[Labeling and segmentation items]
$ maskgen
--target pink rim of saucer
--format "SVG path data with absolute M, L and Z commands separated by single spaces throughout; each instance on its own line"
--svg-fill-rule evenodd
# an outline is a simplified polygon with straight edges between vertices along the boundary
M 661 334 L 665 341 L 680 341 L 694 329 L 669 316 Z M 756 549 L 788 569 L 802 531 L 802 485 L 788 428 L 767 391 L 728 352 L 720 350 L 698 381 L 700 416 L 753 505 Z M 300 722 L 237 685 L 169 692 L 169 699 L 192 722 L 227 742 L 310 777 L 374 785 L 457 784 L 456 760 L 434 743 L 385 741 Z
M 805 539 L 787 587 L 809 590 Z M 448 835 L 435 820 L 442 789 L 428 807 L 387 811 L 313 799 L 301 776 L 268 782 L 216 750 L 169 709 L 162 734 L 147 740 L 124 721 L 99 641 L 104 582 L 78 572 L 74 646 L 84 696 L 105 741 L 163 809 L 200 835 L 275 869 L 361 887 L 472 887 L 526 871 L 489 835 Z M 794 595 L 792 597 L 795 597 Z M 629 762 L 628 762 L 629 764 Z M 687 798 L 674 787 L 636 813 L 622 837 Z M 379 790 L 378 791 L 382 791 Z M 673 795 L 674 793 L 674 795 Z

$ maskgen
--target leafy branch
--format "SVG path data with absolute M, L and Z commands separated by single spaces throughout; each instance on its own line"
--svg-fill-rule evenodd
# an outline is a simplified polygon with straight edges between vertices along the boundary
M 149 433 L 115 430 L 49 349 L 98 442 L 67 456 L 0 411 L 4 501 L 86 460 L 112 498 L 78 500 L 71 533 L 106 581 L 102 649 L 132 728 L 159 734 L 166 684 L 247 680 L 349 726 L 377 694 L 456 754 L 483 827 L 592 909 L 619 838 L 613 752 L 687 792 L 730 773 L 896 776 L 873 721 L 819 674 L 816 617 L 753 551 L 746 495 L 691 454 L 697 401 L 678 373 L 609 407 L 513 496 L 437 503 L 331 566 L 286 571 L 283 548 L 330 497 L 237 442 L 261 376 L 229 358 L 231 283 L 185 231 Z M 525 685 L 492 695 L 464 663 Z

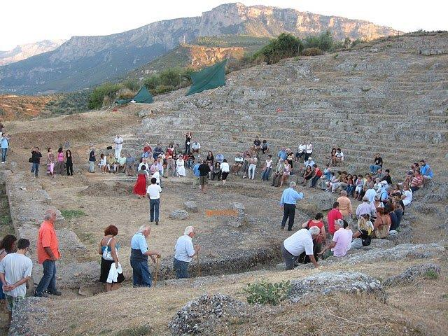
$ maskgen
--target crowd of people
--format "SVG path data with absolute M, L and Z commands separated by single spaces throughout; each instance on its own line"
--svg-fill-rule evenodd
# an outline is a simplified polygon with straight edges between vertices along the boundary
M 56 262 L 61 258 L 61 253 L 55 230 L 55 211 L 47 210 L 38 232 L 36 251 L 38 262 L 42 265 L 43 269 L 43 275 L 34 288 L 34 296 L 46 298 L 50 295 L 62 295 L 57 288 Z M 148 265 L 148 258 L 154 263 L 156 263 L 157 258 L 160 258 L 158 251 L 148 248 L 146 239 L 150 233 L 150 227 L 143 225 L 130 241 L 130 265 L 132 268 L 132 284 L 135 287 L 152 286 L 152 276 Z M 117 240 L 118 234 L 116 226 L 107 226 L 98 246 L 98 253 L 101 255 L 99 281 L 104 284 L 106 291 L 117 289 L 125 280 L 118 257 L 120 244 Z M 199 245 L 192 244 L 195 234 L 195 227 L 188 226 L 183 234 L 173 244 L 175 251 L 173 265 L 177 279 L 189 277 L 189 263 L 200 251 Z M 0 241 L 0 281 L 2 284 L 0 287 L 0 300 L 7 302 L 10 319 L 10 313 L 17 304 L 25 298 L 27 283 L 31 279 L 33 263 L 25 255 L 29 246 L 28 239 L 18 240 L 12 234 L 7 234 Z M 33 286 L 33 284 L 29 283 L 29 286 Z

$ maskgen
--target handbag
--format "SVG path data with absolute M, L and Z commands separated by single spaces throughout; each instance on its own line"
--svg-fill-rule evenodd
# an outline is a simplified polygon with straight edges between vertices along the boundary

→ **Instructions to follow**: Put every line of the items above into a numbered list, omitting blank lines and the pictures.

→ **Reply**:
1. $ maskgen
2. --target pink rim of saucer
3. --format "SVG path data with absolute M, L and Z commands separated by single spaces throughout; each instance on its own line"
4. --svg-fill-rule evenodd
5. # an outline is a simplified polygon with straight edges between vertices along the boundary
6. M 661 334 L 665 341 L 680 341 L 694 329 L 669 316 Z M 756 549 L 788 569 L 802 531 L 802 485 L 788 428 L 767 391 L 728 352 L 720 350 L 698 381 L 700 416 L 753 505 Z M 300 722 L 237 685 L 169 692 L 169 699 L 192 722 L 227 742 L 310 777 L 374 785 L 457 784 L 456 760 L 434 743 L 385 741 Z
7. M 805 539 L 787 587 L 809 590 Z M 448 835 L 435 820 L 442 789 L 428 807 L 387 811 L 313 799 L 301 776 L 268 782 L 216 750 L 169 709 L 162 734 L 147 740 L 124 721 L 99 641 L 104 582 L 78 572 L 74 646 L 84 696 L 105 741 L 163 809 L 200 835 L 275 869 L 361 887 L 472 887 L 526 871 L 489 835 Z M 794 595 L 792 597 L 795 597 Z M 629 762 L 628 762 L 629 764 Z M 687 798 L 674 787 L 636 813 L 622 837 Z M 379 790 L 378 791 L 382 791 Z M 673 795 L 674 793 L 674 795 Z
8. $ maskgen
9. --target leafy branch
10. --format "SVG path data with absolute M, L and Z commands separated by single spaces throughout; each instance on its own line"
11. --svg-fill-rule evenodd
12. # an outline is a simplified polygon with straight edges between vertices along the boundary
13. M 149 433 L 115 430 L 49 349 L 98 442 L 67 456 L 0 411 L 4 501 L 86 460 L 112 498 L 78 500 L 71 533 L 106 581 L 102 649 L 132 728 L 159 734 L 166 684 L 247 680 L 349 726 L 377 694 L 456 754 L 483 827 L 592 909 L 619 838 L 613 752 L 687 792 L 730 773 L 896 776 L 873 721 L 819 674 L 816 617 L 753 551 L 746 495 L 691 454 L 697 401 L 678 373 L 609 407 L 513 496 L 437 503 L 331 566 L 286 571 L 283 548 L 330 497 L 237 442 L 261 376 L 229 358 L 231 283 L 185 231 Z M 525 685 L 492 695 L 464 663 Z
14. $ maskgen
15. --target crowd of people
16. --format "SVG path data with absolute M, L and Z commands separated by single spaces throughout; each instance on its own line"
17. --svg-fill-rule evenodd
18. # an outline is a simplified polygon with straight edges between vertices along the boundary
19. M 56 262 L 61 258 L 61 253 L 55 230 L 55 211 L 47 210 L 38 232 L 36 251 L 38 262 L 42 265 L 43 269 L 43 275 L 34 288 L 34 296 L 46 298 L 50 295 L 62 295 L 57 288 Z M 148 265 L 148 258 L 154 263 L 156 263 L 157 258 L 160 258 L 158 251 L 148 248 L 146 239 L 150 233 L 150 227 L 143 225 L 130 241 L 130 265 L 132 268 L 132 284 L 135 287 L 152 286 L 152 276 Z M 117 240 L 118 234 L 116 226 L 107 226 L 98 246 L 98 253 L 101 255 L 99 281 L 104 284 L 106 291 L 117 289 L 125 280 L 118 257 L 120 244 Z M 199 245 L 192 244 L 195 234 L 195 227 L 188 226 L 183 234 L 173 244 L 175 251 L 173 265 L 177 279 L 189 277 L 189 263 L 200 251 Z M 0 241 L 0 281 L 2 284 L 0 287 L 0 300 L 7 302 L 10 319 L 10 313 L 17 304 L 25 298 L 27 283 L 31 279 L 33 263 L 25 255 L 29 246 L 28 239 L 18 240 L 12 234 L 7 234 Z M 33 286 L 33 284 L 29 283 L 29 286 Z
20. $ maskgen
21. --target handbag
22. --format "SVG path data with absolute M, L and Z commands separated by single spaces throughout; each instance on its own line"
23. --svg-fill-rule evenodd
24. # an outline is a simplified polygon with straight edges between vertices along the boundary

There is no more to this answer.